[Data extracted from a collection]

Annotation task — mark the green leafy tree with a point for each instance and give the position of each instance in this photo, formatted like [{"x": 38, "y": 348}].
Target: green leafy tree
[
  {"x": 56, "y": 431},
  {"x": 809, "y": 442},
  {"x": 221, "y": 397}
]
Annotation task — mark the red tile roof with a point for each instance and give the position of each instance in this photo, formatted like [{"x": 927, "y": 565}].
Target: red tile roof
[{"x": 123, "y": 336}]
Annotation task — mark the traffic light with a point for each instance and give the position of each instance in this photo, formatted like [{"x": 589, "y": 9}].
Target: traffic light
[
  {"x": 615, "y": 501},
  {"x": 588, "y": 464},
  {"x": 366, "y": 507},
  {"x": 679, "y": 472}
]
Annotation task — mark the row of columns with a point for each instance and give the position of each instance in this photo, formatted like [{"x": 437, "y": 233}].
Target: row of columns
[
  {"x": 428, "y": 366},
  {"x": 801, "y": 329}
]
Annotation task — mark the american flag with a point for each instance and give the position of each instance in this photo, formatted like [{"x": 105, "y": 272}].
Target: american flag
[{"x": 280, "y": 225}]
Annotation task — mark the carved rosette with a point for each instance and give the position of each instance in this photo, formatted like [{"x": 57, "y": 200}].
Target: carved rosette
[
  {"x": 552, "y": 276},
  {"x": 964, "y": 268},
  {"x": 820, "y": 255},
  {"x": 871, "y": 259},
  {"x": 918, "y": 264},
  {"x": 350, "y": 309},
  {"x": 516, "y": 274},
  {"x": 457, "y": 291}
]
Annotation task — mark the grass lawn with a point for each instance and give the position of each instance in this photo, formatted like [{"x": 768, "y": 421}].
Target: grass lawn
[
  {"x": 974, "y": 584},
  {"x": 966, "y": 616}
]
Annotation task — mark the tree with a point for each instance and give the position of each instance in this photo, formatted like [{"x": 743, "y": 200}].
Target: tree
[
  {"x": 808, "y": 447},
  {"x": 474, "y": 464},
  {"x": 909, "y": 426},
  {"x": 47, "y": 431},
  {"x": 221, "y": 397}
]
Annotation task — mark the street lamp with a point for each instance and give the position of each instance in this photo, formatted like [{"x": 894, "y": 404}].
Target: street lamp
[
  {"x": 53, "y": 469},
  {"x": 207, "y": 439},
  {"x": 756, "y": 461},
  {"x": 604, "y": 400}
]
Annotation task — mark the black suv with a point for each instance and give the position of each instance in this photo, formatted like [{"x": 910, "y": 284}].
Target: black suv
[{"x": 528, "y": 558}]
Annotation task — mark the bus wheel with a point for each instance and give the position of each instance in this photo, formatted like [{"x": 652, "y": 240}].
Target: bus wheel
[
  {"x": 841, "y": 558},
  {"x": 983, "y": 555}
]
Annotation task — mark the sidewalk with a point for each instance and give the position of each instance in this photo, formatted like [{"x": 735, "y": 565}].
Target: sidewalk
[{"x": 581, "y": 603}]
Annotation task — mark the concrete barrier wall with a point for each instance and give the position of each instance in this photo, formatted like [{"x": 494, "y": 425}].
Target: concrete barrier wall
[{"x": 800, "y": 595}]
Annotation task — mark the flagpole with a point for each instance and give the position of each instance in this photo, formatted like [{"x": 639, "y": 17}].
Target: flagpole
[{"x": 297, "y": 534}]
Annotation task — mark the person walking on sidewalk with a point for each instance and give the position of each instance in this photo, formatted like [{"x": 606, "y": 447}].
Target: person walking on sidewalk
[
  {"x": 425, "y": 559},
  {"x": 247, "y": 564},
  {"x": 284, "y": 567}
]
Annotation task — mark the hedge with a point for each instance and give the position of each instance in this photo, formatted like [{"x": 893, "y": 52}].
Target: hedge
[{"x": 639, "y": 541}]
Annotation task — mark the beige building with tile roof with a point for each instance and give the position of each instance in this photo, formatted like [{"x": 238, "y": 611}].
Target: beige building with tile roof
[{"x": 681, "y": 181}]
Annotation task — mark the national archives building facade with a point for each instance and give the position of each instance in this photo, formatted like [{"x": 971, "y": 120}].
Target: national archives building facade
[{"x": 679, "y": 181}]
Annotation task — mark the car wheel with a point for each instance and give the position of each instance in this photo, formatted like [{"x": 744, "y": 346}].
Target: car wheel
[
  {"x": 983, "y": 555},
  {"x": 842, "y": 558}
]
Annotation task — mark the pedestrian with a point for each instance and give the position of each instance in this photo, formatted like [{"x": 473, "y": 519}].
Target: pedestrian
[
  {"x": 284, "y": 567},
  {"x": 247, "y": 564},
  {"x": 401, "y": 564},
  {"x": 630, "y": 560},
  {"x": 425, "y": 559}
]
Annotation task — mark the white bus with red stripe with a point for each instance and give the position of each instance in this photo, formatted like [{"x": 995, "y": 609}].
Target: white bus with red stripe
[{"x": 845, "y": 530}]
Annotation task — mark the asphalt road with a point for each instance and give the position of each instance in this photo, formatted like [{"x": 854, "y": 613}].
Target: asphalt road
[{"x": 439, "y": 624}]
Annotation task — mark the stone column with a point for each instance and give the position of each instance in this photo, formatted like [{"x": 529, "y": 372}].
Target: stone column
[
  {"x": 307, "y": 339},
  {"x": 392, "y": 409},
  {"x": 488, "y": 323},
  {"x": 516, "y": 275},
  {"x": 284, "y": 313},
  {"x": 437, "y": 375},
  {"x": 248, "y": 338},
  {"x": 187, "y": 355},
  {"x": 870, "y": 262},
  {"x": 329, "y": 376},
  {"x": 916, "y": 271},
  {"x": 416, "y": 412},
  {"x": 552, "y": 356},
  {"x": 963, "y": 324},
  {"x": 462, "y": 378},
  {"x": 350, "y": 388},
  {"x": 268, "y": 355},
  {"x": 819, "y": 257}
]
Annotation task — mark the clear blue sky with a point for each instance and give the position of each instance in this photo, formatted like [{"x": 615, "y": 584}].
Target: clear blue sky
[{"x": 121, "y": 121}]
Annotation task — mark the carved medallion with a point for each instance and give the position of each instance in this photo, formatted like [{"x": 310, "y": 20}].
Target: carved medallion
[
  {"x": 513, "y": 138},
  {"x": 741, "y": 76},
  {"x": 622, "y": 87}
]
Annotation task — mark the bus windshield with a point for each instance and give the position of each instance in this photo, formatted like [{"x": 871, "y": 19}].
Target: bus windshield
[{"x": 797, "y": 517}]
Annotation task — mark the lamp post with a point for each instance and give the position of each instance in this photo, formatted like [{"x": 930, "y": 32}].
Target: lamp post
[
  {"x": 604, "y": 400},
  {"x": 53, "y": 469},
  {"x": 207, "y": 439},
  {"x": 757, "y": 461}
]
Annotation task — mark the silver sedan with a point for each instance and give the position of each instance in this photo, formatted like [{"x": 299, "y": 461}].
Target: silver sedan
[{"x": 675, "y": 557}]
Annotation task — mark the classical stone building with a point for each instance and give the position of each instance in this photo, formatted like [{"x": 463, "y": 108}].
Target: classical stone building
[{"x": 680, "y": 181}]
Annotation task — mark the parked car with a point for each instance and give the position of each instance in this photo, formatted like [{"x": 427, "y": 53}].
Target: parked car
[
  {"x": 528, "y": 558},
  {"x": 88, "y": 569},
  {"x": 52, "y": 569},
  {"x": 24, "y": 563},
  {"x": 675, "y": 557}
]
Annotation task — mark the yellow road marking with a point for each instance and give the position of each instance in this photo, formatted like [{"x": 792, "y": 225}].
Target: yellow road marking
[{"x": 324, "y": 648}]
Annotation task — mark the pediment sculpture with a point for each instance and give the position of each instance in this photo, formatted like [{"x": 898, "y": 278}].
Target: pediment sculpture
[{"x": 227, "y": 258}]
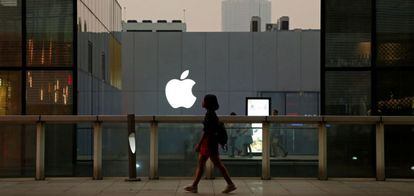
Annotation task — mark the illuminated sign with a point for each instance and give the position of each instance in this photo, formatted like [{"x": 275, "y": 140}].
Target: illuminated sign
[
  {"x": 179, "y": 93},
  {"x": 257, "y": 107}
]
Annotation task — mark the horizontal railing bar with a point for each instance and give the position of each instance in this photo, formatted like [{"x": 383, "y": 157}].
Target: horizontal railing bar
[
  {"x": 366, "y": 120},
  {"x": 67, "y": 118},
  {"x": 19, "y": 119},
  {"x": 295, "y": 119},
  {"x": 398, "y": 120},
  {"x": 59, "y": 119}
]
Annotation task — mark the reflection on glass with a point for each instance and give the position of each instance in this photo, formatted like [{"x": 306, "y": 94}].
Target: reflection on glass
[
  {"x": 10, "y": 93},
  {"x": 49, "y": 33},
  {"x": 348, "y": 93},
  {"x": 49, "y": 92},
  {"x": 10, "y": 33}
]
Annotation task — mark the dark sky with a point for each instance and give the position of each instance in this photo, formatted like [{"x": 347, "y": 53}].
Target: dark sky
[{"x": 205, "y": 15}]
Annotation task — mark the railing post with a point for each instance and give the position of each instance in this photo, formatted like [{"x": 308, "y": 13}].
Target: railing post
[
  {"x": 265, "y": 151},
  {"x": 97, "y": 150},
  {"x": 154, "y": 151},
  {"x": 323, "y": 173},
  {"x": 380, "y": 162},
  {"x": 209, "y": 170},
  {"x": 40, "y": 151}
]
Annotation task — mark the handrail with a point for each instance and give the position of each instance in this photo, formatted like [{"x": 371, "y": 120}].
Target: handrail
[
  {"x": 329, "y": 119},
  {"x": 97, "y": 120}
]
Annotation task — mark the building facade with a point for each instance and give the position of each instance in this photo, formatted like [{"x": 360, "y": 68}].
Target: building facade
[
  {"x": 159, "y": 26},
  {"x": 42, "y": 71},
  {"x": 237, "y": 14},
  {"x": 367, "y": 67}
]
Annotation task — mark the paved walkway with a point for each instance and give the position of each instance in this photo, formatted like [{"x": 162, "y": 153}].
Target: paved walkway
[{"x": 118, "y": 187}]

Prompt: Repeat exactly the lines from the line containing "Annotation task — mark the handrail" through the last line of the records above, including both, and nothing else.

Reply:
Annotation task — mark the handrail with a point for each instance and give the position of each instance in this photo, formatted like [{"x": 371, "y": 120}].
Target: handrail
[
  {"x": 329, "y": 119},
  {"x": 97, "y": 120}
]
Annotation task — mark the building facade with a point for each instance and give the position of each instance in this photo, formatted like [{"x": 360, "y": 68}].
Target: building facade
[
  {"x": 159, "y": 26},
  {"x": 42, "y": 71},
  {"x": 237, "y": 14},
  {"x": 367, "y": 67}
]
Annotation task — mark the paved walkway with a point for each instance and give the position of each instance in this photo, formatted like [{"x": 162, "y": 153}].
Target: paved walkway
[{"x": 118, "y": 187}]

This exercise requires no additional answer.